Please lay out every line of the entries below as a JSON list of strings, one string per line, skipping blank lines. Leave the pictures out of your answer.

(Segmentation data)

========

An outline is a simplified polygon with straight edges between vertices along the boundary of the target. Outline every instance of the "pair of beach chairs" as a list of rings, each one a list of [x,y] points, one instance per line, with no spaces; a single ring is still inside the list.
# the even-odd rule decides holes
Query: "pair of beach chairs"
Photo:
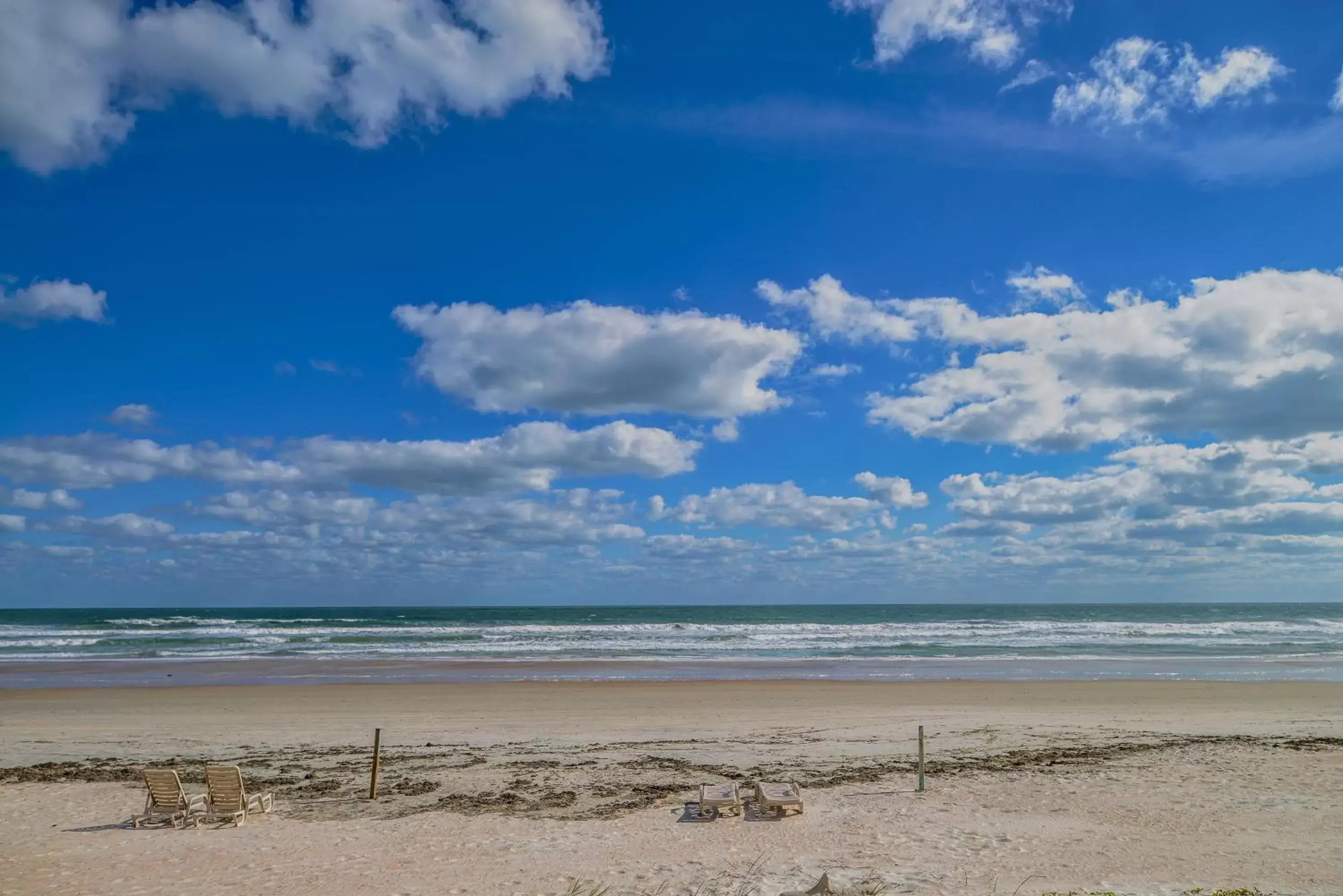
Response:
[[[755,805],[761,813],[774,811],[783,818],[790,811],[802,813],[802,787],[796,782],[755,783]],[[740,815],[743,811],[741,790],[733,783],[700,785],[700,818],[717,818],[723,814]]]
[[[130,817],[130,826],[145,821],[168,821],[173,827],[203,821],[247,822],[252,811],[267,813],[275,807],[271,793],[248,794],[243,771],[238,766],[205,766],[205,791],[188,797],[181,778],[172,768],[145,768],[145,809]]]

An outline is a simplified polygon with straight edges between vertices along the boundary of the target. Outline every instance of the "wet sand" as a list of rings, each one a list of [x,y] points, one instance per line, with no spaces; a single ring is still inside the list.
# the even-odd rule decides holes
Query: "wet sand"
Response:
[[[16,857],[0,892],[176,892],[99,889],[107,862],[130,875],[169,857],[216,889],[240,861],[286,893],[560,893],[579,877],[771,893],[827,869],[892,892],[1010,893],[1031,873],[1023,893],[1343,892],[1336,684],[0,690],[0,856]],[[240,764],[279,810],[239,830],[122,826],[140,767],[193,782],[205,760]],[[803,786],[804,815],[702,823],[685,809],[701,780],[774,778]]]

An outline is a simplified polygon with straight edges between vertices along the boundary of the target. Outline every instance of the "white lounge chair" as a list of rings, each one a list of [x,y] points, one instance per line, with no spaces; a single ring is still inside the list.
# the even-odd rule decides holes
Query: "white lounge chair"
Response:
[[[741,794],[737,786],[700,785],[700,818],[717,818],[721,813],[741,814]]]
[[[145,809],[130,817],[130,826],[150,818],[167,819],[173,827],[181,827],[195,815],[205,811],[205,794],[188,797],[181,787],[181,778],[172,768],[145,768]]]
[[[205,766],[205,814],[200,821],[232,821],[234,825],[247,822],[247,813],[267,813],[275,807],[271,793],[247,794],[243,787],[243,771],[238,766]]]
[[[775,783],[768,780],[756,782],[756,807],[760,811],[772,809],[779,818],[788,814],[788,810],[802,807],[802,787],[796,782]]]

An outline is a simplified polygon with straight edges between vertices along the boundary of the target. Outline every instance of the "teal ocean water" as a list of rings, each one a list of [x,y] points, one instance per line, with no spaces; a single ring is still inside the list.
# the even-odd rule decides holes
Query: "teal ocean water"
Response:
[[[136,660],[458,661],[494,664],[490,677],[1340,680],[1343,604],[0,610],[11,681],[39,661]]]

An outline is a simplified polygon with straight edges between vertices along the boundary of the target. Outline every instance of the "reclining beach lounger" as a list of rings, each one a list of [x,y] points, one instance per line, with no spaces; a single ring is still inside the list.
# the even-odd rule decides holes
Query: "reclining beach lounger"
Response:
[[[203,821],[247,822],[247,813],[270,811],[275,807],[274,794],[251,794],[243,789],[243,771],[238,766],[205,766],[205,814]],[[197,823],[201,819],[197,819]]]
[[[775,783],[768,780],[756,782],[756,807],[760,811],[772,809],[779,818],[788,814],[790,809],[802,811],[802,789],[796,783]]]
[[[741,795],[737,786],[700,785],[700,818],[717,818],[721,813],[741,814]]]
[[[181,778],[172,768],[145,768],[145,809],[130,817],[130,826],[150,818],[165,818],[173,827],[181,827],[193,815],[205,811],[205,794],[188,797],[181,789]]]

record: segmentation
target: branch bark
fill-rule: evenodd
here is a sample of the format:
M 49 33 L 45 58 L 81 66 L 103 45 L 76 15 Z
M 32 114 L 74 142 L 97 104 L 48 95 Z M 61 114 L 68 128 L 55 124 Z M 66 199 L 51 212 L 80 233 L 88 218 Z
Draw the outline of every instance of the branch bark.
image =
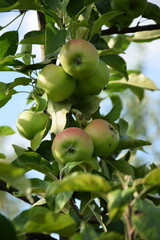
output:
M 118 29 L 118 27 L 112 27 L 109 29 L 102 30 L 101 36 L 112 35 L 112 34 L 135 33 L 135 32 L 158 30 L 158 29 L 160 29 L 160 24 L 150 24 L 150 25 L 144 25 L 144 26 L 127 27 L 127 28 L 122 28 L 122 29 Z
M 10 193 L 11 195 L 14 196 L 15 193 L 18 192 L 18 189 L 14 188 L 12 186 L 7 187 L 7 183 L 5 181 L 3 181 L 3 180 L 0 180 L 0 191 L 8 192 L 8 193 Z M 25 196 L 18 196 L 17 198 L 23 200 L 26 203 L 31 204 L 29 202 L 28 198 L 26 198 Z M 32 196 L 32 198 L 33 198 L 34 203 L 37 202 L 40 199 L 38 196 Z
M 53 238 L 50 235 L 43 233 L 26 233 L 25 235 L 25 240 L 57 240 L 56 238 Z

========

→ THE COMPLETED TASK
[
  "An outline is a simplified polygon with straight edges between vertices along the boundary of the target. Outline every instance of the \"pair of beach chairs\" as a list of rings, each one a list of [x,y] points, one instance per line, with no spaces; a single ring is still inside the list.",
  "# the even-odd rule decides holes",
  "Query: \"pair of beach chairs\"",
  "Photo:",
  "Response:",
  "[[[755,805],[761,813],[774,811],[783,818],[790,811],[802,813],[802,787],[796,782],[755,783]],[[740,815],[743,811],[741,790],[733,783],[700,785],[700,818],[717,818],[723,814]]]",
  "[[[130,817],[130,826],[145,821],[168,821],[173,827],[203,821],[247,822],[252,811],[267,813],[275,807],[271,793],[248,794],[243,771],[238,766],[205,766],[205,791],[188,797],[181,778],[172,768],[145,768],[145,809]]]",
  "An outline is a simplified polygon with straight edges between vertices along the boundary of the target. Outline every instance of the \"wet sand\" as a list of rings, each one a list of [x,y] points, one instance per line, with no spaces; a single ring is still inside the list.",
  "# the even-odd rule decides holes",
  "Query: \"wet sand\"",
  "Response:",
  "[[[16,857],[0,892],[176,892],[99,889],[107,862],[130,875],[169,857],[216,889],[240,861],[286,893],[560,893],[579,877],[771,893],[827,869],[892,892],[1010,893],[1031,873],[1023,893],[1343,892],[1336,684],[0,690],[0,856]],[[240,764],[279,810],[239,830],[122,826],[140,767],[193,782],[205,760]],[[803,786],[804,815],[702,823],[685,809],[701,780],[774,778]]]",
  "An outline is a simplified polygon with straight edges between vertices along the boundary of the target. Outline every instance of the \"white lounge chair\" as a list of rings, each one a list of [x,y] points, one instance per line, with no spaces; a single ring is still inside the list.",
  "# the even-odd rule decides holes",
  "Query: \"white lounge chair\"",
  "Response:",
  "[[[741,794],[737,786],[700,785],[700,818],[717,818],[721,813],[741,814]]]",
  "[[[145,809],[130,817],[130,826],[150,818],[167,819],[173,827],[181,827],[195,815],[205,811],[205,794],[188,797],[181,787],[181,778],[172,768],[145,768]]]",
  "[[[205,766],[205,814],[200,821],[232,821],[234,825],[247,822],[247,813],[267,813],[275,807],[271,793],[247,794],[243,787],[243,771],[238,766]]]",
  "[[[775,783],[768,780],[756,782],[756,807],[760,811],[772,809],[779,818],[788,814],[788,810],[802,807],[802,787],[796,782]]]",
  "An outline is a simplified polygon with straight edges between vertices along the boundary of the target. Outline every instance of the \"teal ocean water\" as a list of rings, each one a list of [x,y] points, one instance per line, with no spaces; a single ring is still inside the list.",
  "# the even-odd rule decides holes",
  "Query: \"teal ocean water\"",
  "Response:",
  "[[[136,660],[458,661],[494,664],[490,677],[1340,680],[1343,604],[0,610],[11,681],[39,661]]]",
  "An outline is a simplified polygon with straight edges between vertices along the boundary of the target. Outline every instance of the \"reclining beach lounger\" as a list of rings, each one a list of [x,y] points, one instance per line, with no spaces; a single ring is still inside the list.",
  "# the even-odd rule decides holes",
  "Query: \"reclining beach lounger\"",
  "Response:",
  "[[[203,821],[247,822],[247,813],[270,811],[275,807],[274,794],[251,794],[243,789],[243,771],[238,766],[205,766],[205,814]],[[197,823],[201,819],[197,819]]]",
  "[[[775,783],[768,780],[756,782],[756,807],[760,811],[772,809],[779,818],[788,814],[790,809],[802,811],[802,789],[796,783]]]",
  "[[[741,795],[737,786],[700,785],[700,818],[717,818],[721,813],[741,814]]]",
  "[[[181,778],[172,768],[145,768],[145,809],[130,817],[130,826],[150,818],[165,818],[173,827],[181,827],[193,815],[205,811],[205,794],[188,797],[181,789]]]",
  "record: segmentation",
  "target: branch bark",
  "fill-rule: evenodd",
  "here is a sample of the format:",
  "M 49 33 L 45 58 L 81 66 L 103 45 L 76 15 Z",
  "M 32 114 L 74 142 L 97 104 L 48 95 Z M 61 114 L 68 128 L 55 124 Z M 66 199 L 51 212 L 80 233 L 88 218 Z",
  "Draw the outline of every instance of the branch bark.",
  "image =",
  "output:",
  "M 118 29 L 118 27 L 112 27 L 109 29 L 102 30 L 101 36 L 112 35 L 112 34 L 135 33 L 135 32 L 158 30 L 158 29 L 160 29 L 160 24 L 150 24 L 150 25 L 144 25 L 144 26 L 127 27 L 127 28 L 122 28 L 122 29 Z",
  "M 10 193 L 11 195 L 14 196 L 15 193 L 18 192 L 18 189 L 14 188 L 12 186 L 7 187 L 7 183 L 5 181 L 3 181 L 3 180 L 0 180 L 0 191 L 8 192 L 8 193 Z M 25 196 L 18 196 L 17 198 L 23 200 L 26 203 L 31 204 L 29 202 L 28 198 L 26 198 Z M 32 196 L 32 198 L 33 198 L 34 203 L 37 202 L 40 199 L 38 196 Z",
  "M 53 238 L 50 235 L 43 233 L 26 233 L 25 235 L 25 240 L 57 240 L 56 238 Z"
]